Material to process
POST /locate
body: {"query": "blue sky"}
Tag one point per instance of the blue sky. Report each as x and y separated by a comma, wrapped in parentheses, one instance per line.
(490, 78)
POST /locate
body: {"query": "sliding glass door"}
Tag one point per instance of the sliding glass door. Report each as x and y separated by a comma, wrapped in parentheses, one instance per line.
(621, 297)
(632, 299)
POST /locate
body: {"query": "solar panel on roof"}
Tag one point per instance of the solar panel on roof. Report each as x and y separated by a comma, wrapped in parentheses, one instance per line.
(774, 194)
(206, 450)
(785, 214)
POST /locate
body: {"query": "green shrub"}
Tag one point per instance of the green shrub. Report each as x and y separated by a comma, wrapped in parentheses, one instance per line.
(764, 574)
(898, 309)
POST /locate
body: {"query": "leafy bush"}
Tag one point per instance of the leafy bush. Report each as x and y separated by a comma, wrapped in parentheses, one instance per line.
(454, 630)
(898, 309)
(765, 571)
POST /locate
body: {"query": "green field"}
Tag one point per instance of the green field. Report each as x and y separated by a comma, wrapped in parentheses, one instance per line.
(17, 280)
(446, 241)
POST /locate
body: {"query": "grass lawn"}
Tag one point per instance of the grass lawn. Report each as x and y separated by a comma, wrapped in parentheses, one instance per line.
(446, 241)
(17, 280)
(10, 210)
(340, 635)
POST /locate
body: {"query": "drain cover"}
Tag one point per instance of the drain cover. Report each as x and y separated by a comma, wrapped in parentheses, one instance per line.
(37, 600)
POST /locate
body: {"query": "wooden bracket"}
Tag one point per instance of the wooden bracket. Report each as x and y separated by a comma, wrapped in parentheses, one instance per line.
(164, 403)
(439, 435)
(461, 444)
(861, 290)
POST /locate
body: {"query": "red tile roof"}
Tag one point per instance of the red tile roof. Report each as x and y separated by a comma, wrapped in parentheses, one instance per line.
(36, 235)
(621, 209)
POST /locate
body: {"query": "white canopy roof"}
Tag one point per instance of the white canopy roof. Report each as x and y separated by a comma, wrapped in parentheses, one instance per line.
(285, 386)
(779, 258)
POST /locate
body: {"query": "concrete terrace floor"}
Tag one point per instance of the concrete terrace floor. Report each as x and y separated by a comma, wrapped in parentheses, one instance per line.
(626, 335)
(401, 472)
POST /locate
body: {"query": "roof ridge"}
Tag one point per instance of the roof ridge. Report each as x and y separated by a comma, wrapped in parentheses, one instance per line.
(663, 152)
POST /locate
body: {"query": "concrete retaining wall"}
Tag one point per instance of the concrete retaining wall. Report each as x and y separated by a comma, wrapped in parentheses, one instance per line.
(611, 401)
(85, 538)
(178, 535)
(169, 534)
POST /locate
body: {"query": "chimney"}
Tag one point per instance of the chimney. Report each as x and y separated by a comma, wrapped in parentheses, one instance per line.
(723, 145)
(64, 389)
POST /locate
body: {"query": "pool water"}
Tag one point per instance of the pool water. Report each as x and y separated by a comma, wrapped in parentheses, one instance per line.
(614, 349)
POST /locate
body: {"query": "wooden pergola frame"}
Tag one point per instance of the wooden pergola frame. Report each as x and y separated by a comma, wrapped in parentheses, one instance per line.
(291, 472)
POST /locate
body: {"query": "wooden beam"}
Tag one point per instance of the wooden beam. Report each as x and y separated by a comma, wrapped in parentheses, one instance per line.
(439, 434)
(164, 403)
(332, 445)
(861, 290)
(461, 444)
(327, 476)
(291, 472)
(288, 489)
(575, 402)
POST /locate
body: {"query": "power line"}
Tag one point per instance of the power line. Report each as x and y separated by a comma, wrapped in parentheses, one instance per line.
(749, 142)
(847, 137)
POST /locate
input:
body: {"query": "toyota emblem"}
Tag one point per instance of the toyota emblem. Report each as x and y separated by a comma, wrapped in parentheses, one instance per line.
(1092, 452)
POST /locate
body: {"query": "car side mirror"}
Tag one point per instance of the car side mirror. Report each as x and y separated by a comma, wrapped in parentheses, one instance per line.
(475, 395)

Short exercise
From the records above, extract each line exactly as shown.

Solved exercise
POST /locate
body: {"query": "blue sky"}
Tag one point per instance of the blue sky. Report each as x and y separated by a comma, wrapped in parentheses, one instance per line.
(490, 78)
POST /locate
body: {"query": "sliding glass door"}
Tag one point per instance of the sliding glass door. Report each as x and y separated by a comma, wrapped in parentheses, one instance per line.
(621, 297)
(632, 299)
POST /locate
body: {"query": "solar panel on roof"}
Tag one point per instance of the solar panel on roof. Report each as x and y separated by a comma, wrapped in parentheses, one instance per line.
(774, 194)
(206, 450)
(785, 214)
POST /locate
body: {"query": "green shrub"}
Tag one point per instance of the green shrub. Report each as x and y separated by a comma, wrapped in parentheses, one instance per line.
(764, 574)
(898, 309)
POST /locate
body: {"query": "leafy bush"}
Tag one point per instance of the leafy bush. Report each as x and y separated by a comma, wrapped in parentheses, one instance per line.
(454, 630)
(898, 309)
(765, 571)
POST /locate
body: {"query": "green field"}
Tag one point per instance of the green field. Report each as x and y separated by a comma, wrapped in parentheses, one instance per line.
(17, 280)
(446, 241)
POST /locate
body: {"query": "grass lawn"}
Tag one point per instance of the grass lawn. Report each as x and y separated by a comma, wrapped in parentheses, one instance per line.
(446, 241)
(17, 280)
(10, 210)
(340, 635)
POST /locate
body: {"query": "drain cover"}
Tag one point per instance of the drain cover. Report each as x and y separated by a comma, wrapped in parentheses, one instance per line.
(37, 600)
POST /locate
body: {"query": "wooden bracket"}
Tag one point per instance of the wooden bracket. Report each as x and y separated by a comma, wrapped in parentheses, one instance per line.
(164, 403)
(439, 435)
(461, 444)
(861, 290)
POST /locate
body: {"query": "red tile roof"}
Tag one point per instance of the red tile roof. Report each as x and y separated by a comma, wrapped in parentheses, one instance per line.
(36, 235)
(621, 209)
POST /locate
body: {"query": "white canopy roof"}
Tag one point per instance of the white canopy roof. Report each as x and y separated by a comma, wrapped in parentheses, one instance per line.
(285, 386)
(779, 258)
POST /locate
body: {"query": "concrete terrace floor"}
Tag one point per instance of the concrete terrace floor. Report each as x and y separated by a comma, wrapped in parentheses, one instance per line.
(626, 335)
(401, 472)
POST /locate
body: {"query": "roof ridge"}
Tag one point per instance of the roof ridge. Report each as x and y separated by a comma, wrapped in parentheses, one instance per line.
(663, 152)
POST /locate
body: {"query": "concrete retaining wall"}
Tag one point per instance of the concrete retaining wall. Report each as x and y separated by a comma, wrapped in parentheses, one instance per line.
(611, 401)
(85, 538)
(178, 535)
(169, 534)
POST /locate
body: {"query": "chimney"}
Tag one point per instance of the chimney. Report each as x and y separated by a comma, wrapped in parentheses, one instance per line.
(723, 145)
(64, 389)
POST /locate
body: {"query": "pool water"}
Tag one point per instance of the pool water. Report each as x and y separated by a comma, wrapped in parentheses, one instance per line.
(614, 349)
POST /locate
body: {"query": "wooden pergola frame"}
Tag one point per instance of the wooden pergola frame. Report each as x and y separated by a comma, wrapped in parentheses, one instance per line.
(291, 472)
POST /locate
body: {"query": "wooden beam"}
Tag one point per instance of the wooden beam. Report each as x and y separated by a comma, wrapped in parentheses, one instance per line.
(439, 434)
(164, 403)
(332, 445)
(861, 290)
(461, 444)
(327, 476)
(291, 472)
(288, 489)
(575, 402)
POST /locate
body: {"query": "power line"}
Tag one point per instance of the power line. Report each as x and y separated by a comma, wrapped in parentheses, one instance per line.
(749, 142)
(847, 137)
POST /locate
input:
body: {"query": "toyota emblem"}
Tag one point per instance of the toyota emblem. Report each as x and y separated by a comma, wrapped in parentheses, one instance per line.
(1092, 452)
POST /locate
body: {"query": "car side mirror"}
Tag one point per instance of the car side mirror. Report each as x and y separated by a comma, wrapped in parentheses, one instance per line.
(475, 395)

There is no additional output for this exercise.